* BEGIN Input records *

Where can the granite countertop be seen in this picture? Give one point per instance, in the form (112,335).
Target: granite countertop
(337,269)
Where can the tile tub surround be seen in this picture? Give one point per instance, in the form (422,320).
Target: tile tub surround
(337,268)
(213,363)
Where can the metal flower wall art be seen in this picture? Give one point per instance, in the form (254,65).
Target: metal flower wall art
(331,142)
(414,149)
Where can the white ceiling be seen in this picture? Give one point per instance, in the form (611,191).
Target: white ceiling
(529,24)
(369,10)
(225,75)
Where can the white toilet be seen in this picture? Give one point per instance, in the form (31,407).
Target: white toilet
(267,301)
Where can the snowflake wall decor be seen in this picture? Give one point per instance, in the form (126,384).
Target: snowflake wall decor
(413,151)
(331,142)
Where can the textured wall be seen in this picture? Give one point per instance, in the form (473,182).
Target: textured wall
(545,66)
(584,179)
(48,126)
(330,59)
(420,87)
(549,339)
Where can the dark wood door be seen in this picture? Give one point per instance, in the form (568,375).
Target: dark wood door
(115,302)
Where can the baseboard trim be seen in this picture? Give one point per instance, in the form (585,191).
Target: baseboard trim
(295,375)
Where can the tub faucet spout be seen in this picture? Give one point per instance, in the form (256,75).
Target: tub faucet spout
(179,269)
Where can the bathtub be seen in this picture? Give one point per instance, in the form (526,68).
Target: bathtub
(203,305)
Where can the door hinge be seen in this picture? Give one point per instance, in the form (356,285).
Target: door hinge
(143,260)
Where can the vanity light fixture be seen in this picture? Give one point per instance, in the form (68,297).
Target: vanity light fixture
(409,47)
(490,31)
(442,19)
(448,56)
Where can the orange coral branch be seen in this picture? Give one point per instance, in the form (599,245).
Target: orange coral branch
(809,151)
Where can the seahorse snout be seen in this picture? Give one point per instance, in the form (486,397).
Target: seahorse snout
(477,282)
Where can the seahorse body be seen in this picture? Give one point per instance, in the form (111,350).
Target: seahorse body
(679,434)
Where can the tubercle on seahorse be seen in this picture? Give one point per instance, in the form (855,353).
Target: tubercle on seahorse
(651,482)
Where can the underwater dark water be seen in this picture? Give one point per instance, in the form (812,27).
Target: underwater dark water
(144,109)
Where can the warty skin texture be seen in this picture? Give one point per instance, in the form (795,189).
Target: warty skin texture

* END Input records *

Aim
Format all of the entries above as a JSON list of strings, with one string for each line and blank lines omitted.

Solution to the problem
[
  "Where can the granite countertop be seen in this picture? Give one point per instance, in the form (112,335).",
  "Target: granite countertop",
  "(337,269)",
  "Where can the tile tub surround be seen in this picture? Give one point per instance, in the form (422,320).",
  "Target: tile tub surround",
  "(337,268)",
  "(213,363)",
  "Where can the metal flower wall art be seen in this picture? Give one point per instance, in the form (254,65).",
  "Target: metal flower wall art",
  "(331,142)",
  "(414,149)",
  "Where can the white ceiling be seen in this picture? Give one point per instance, in the form (611,191).",
  "Target: white ceiling",
  "(529,24)",
  "(369,10)",
  "(225,75)",
  "Where can the white toilet be seen in this picture? Give one point per instance, in the form (31,407).",
  "Target: white toilet",
  "(267,301)",
  "Where can the snowflake wall decor be seen in this picture? Give one point per instance, in the form (126,384).",
  "Target: snowflake wall decor",
  "(413,151)",
  "(331,142)",
  "Where can the textured wall be seen in this picture? Give one point per instance, in the form (473,182).",
  "Target: textured wall",
  "(545,66)",
  "(584,179)",
  "(48,126)",
  "(330,59)",
  "(420,87)",
  "(549,339)",
  "Where can the dark wood door be seen in this picture? Give one point per instance, in the form (568,375).",
  "Target: dark wood door",
  "(115,302)",
  "Where can the baseboard trim be seen in this picture? Give one point per instance, in the form (585,191).",
  "Target: baseboard trim",
  "(295,375)",
  "Where can the tub faucet spout be seen in this picture? Give one point per instance, in the form (256,75).",
  "Target: tub faucet spout",
  "(179,269)",
  "Where can the bathtub be seen in this picture? Give one point per instance, in the form (526,68).",
  "Target: bathtub",
  "(203,305)",
  "Where can the door hinge be seen in this picture? Give one point per instance, in the form (356,285).",
  "Target: door hinge",
  "(143,260)",
  "Where can the vanity light fixture be seen in this picture? Give one point per instance, in the form (68,297).",
  "Target: vanity light fixture",
  "(409,47)",
  "(490,31)",
  "(442,19)",
  "(448,56)",
  "Where can the orange coral branch be seen in this picture? Give one point per instance, in the form (599,245).",
  "Target: orange coral branch",
  "(809,151)",
  "Where can the seahorse snout be seen in this picture? Give one point per instance, in the form (486,397).",
  "Target: seahorse snout",
  "(477,282)",
  "Where can the seahorse body be seen in this picture? Give one point per instance, in the form (111,350).",
  "Target: seahorse body",
  "(679,434)",
  "Where can the tubercle on seahorse be seen in this picture? Give one point per instance, in the form (855,353).",
  "Target: tubercle on seahorse",
  "(651,482)",
  "Where can the underwater dark water be seen in this picture? Give one point per instance, in the form (812,27).",
  "Target: underwater dark water",
  "(144,109)",
  "Where can the warty skin texture be seen in this picture? Give one point per instance, in the form (795,189).",
  "Target: warty skin texture"
]